# Task requirements
Reproduce every row below verbatim, with each line in its original order and form.

# Data entries
+---+
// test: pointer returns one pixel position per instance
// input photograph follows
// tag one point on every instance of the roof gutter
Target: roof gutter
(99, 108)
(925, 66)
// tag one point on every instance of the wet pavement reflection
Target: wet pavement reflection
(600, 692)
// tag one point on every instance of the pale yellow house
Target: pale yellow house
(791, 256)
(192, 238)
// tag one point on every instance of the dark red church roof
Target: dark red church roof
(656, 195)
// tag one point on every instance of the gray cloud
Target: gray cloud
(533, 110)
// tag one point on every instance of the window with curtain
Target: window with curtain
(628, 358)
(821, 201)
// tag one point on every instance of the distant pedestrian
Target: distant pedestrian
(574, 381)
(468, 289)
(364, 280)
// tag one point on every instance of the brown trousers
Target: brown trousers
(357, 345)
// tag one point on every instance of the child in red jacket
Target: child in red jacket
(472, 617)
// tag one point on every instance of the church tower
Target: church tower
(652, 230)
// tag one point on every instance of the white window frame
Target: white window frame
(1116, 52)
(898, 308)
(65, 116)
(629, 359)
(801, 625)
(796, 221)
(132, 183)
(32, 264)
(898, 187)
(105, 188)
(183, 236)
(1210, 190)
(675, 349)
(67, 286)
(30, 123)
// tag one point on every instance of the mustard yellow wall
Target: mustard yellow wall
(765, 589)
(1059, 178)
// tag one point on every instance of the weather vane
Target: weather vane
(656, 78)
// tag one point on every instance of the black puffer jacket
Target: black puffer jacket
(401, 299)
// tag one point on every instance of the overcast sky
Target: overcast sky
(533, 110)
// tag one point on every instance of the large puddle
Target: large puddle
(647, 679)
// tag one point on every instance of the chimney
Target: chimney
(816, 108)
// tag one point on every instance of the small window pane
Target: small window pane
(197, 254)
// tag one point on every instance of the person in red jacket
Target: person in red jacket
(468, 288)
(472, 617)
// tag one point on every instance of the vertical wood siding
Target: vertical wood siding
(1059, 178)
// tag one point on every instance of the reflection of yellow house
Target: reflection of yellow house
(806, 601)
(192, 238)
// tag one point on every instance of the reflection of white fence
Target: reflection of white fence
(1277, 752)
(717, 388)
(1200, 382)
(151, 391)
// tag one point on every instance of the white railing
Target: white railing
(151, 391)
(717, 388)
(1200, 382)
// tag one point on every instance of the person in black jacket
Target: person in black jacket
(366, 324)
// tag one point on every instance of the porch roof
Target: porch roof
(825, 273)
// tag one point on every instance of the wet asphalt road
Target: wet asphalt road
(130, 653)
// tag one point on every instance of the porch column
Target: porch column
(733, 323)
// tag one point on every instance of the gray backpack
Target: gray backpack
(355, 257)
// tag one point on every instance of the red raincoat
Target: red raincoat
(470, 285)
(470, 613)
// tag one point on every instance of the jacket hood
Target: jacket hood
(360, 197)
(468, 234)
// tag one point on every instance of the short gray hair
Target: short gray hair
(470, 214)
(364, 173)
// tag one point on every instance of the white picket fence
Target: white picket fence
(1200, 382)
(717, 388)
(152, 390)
+---+
# Solution to this exercise
// test: pointer returns one pixel position per instance
// input photograph follows
// tag one point on every instance of the roof gutter
Target: roof gutter
(99, 108)
(925, 66)
// tag one point on every instance of the wet pavement reflection
Target: wet pavement reflection
(600, 692)
// tag one point on every instance of the pale yellow house
Target: pale yellow house
(791, 256)
(192, 238)
// tag one point on every instance of the dark red church roof
Target: dark red church roof
(656, 195)
// tag one point on every instance of the gray cloud
Target: gray cloud
(533, 110)
// tag one point on every instance of the window with curtain
Target: window with curtain
(628, 358)
(821, 201)
// tag one point on every instance of the distant pedestrian
Target: distant pedestrian
(574, 381)
(468, 289)
(364, 280)
// tag one point on every instance of the brown trousers
Target: brown trousers
(357, 345)
// tag one point on every instance of the child in red jacket
Target: child in red jacket
(472, 617)
// tag one point on every instance of the church tower
Target: church tower
(652, 230)
// tag one point on every instance of the white window frame
Target: white window frame
(1116, 52)
(898, 308)
(65, 116)
(629, 359)
(801, 625)
(796, 221)
(132, 183)
(32, 264)
(898, 187)
(105, 188)
(183, 236)
(1210, 190)
(675, 349)
(67, 286)
(30, 123)
// tag one point on every instance of the mustard yellow wall
Target: mustard yellow wall
(765, 589)
(1059, 178)
// tag one point on every instance of the weather vane
Target: weather vane
(656, 78)
// tag one point on every instance of the black puffer jacket
Target: black puffer jacket
(401, 299)
// tag one point on every instance of the overcast sky
Target: overcast sky
(533, 110)
// tag one point on every instance of the large puddle
Target: large puddle
(647, 679)
// tag one point on every instance of the chimney
Target: chimney
(816, 108)
// tag one point on every instance of the small window pane
Target: small window pane
(197, 254)
// tag one point on every instance of the person in red jacket
Target: person in red jacket
(468, 288)
(472, 617)
// tag one point on every instance of the vertical wood siding
Target: vertical wood siding
(1059, 178)
// tag one point on every instance of the reflection of yellow house
Target: reflection of yellow house
(806, 601)
(192, 238)
// tag one point on every instance of the reflection of white fence
Target: reflection of white fence
(1277, 752)
(717, 388)
(1200, 382)
(151, 391)
// tag one point on every instance of the white railing
Target: white railing
(151, 391)
(717, 388)
(1200, 382)
// tag one point on every instance of the person in black jacket
Target: person in black jacket
(366, 324)
// tag one point on every instance of the porch roof
Target: porch roof
(825, 273)
// tag one point on every instance of the wet asphalt road
Target: wet asphalt road
(130, 653)
// tag one point on every instance of the porch column
Target: porch column
(733, 323)
// tag one point on every instance of the gray backpack
Target: gray backpack
(355, 257)
// tag one point on every instance of the red raincoat
Target: red raincoat
(470, 285)
(470, 613)
// tag one point on every instance of the jacket hood
Target: jacket hood
(360, 197)
(468, 234)
// tag one point on every instance of the short gray hair
Target: short gray hair
(470, 214)
(364, 173)
// tag one point on every instance of the white picket fence
Target: white picket fence
(1200, 382)
(717, 388)
(152, 390)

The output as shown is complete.